Reproduce the following material exactly, including every line.

Coordinate annotation records:

------------------------------

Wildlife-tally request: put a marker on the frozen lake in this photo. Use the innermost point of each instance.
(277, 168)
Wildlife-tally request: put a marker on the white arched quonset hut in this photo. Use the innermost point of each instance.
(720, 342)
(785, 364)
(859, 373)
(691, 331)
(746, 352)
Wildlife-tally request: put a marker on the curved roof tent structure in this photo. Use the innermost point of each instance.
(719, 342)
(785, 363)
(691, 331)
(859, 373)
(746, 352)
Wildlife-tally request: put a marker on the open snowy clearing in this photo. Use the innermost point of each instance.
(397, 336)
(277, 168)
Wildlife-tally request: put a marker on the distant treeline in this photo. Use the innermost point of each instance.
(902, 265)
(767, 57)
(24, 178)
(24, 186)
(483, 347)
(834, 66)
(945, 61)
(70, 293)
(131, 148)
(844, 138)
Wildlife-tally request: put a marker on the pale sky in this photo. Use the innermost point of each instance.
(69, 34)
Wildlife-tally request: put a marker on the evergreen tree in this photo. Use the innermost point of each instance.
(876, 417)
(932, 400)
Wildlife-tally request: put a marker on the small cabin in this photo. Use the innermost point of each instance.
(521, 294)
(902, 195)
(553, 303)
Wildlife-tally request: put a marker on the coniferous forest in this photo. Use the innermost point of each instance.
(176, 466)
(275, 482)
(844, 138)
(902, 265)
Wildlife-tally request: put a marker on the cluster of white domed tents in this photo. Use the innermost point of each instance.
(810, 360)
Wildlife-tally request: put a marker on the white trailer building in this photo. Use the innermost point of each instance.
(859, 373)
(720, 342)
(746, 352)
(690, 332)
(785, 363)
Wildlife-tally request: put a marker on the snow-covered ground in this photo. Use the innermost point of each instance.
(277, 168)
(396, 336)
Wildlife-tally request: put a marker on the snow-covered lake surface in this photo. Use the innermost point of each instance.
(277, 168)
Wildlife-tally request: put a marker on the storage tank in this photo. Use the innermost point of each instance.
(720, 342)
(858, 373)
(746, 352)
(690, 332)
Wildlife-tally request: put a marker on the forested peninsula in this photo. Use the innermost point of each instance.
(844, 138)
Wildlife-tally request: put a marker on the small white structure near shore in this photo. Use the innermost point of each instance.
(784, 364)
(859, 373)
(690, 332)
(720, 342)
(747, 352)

------------------------------

#### SOLUTION FOR THIS PROBLEM:
Wildlife-tally request: put a marker on the frozen lake in this photo. Use the innermost point of each instance.
(277, 168)
Wildlife-tally request: put a marker on the white arched quonset hut in this photo. Use the innermost point of each instance.
(720, 342)
(785, 364)
(859, 373)
(691, 331)
(746, 352)
Wildlife-tally request: put a marker on the curved roof tent structure in this photo. Use the innermost point of each instance.
(719, 342)
(785, 363)
(691, 331)
(859, 373)
(746, 352)
Wildlife-tally request: put a marker on the open snowy clearing in this photo. Use the innermost point of each instance.
(397, 336)
(277, 168)
Wildlife-tally request: put a marker on the distant treeline in this photo. Use the innermost point of each instance.
(902, 265)
(767, 57)
(24, 178)
(24, 186)
(483, 347)
(834, 66)
(945, 61)
(70, 293)
(131, 148)
(844, 138)
Wildlife-tally request: put a marker on the pale sky in this photo. Use the innermost point of each instance.
(69, 34)
Wildlife-tally request: put a marker on the evergreen tree in this photo. Use the innermost point of each instance.
(876, 417)
(932, 400)
Wildlife-tally request: put a marker on the small cabin in this photo. Use the innermost point of each instance.
(521, 294)
(902, 195)
(553, 303)
Wildlife-tally request: put a marker on the coniferous forest in this photo. Use the innermost point of each instance.
(176, 466)
(275, 482)
(844, 138)
(902, 265)
Wildlife-tally request: put a marker on the cluster of white domed tents in this photo. Use the innermost point of each instance.
(810, 360)
Wildlife-tally request: put a marker on the white trailer building in this photo. Use the innermost point of each instance.
(859, 373)
(720, 342)
(746, 352)
(690, 332)
(785, 363)
Wildlife-tally request: put a marker on the snow-covered ground in this photo. Use the innermost point of each instance.
(277, 168)
(396, 336)
Wildlife-tally request: put a marker on the snow-covered lake surface in this photo. Use the innermost point of each instance.
(277, 168)
Wildlife-tally request: put a marker on the storage tank in this photo. Use the innermost point of each instance.
(720, 342)
(858, 373)
(746, 352)
(690, 332)
Wildlife-tally request: put a marker on the forested peninsula in this photo. Use the innermost point of each instance.
(844, 138)
Wildlife-tally request: put a marker on the small white structure near shore in this photo. Use the innermost point of each instance.
(784, 364)
(859, 373)
(690, 332)
(720, 342)
(747, 352)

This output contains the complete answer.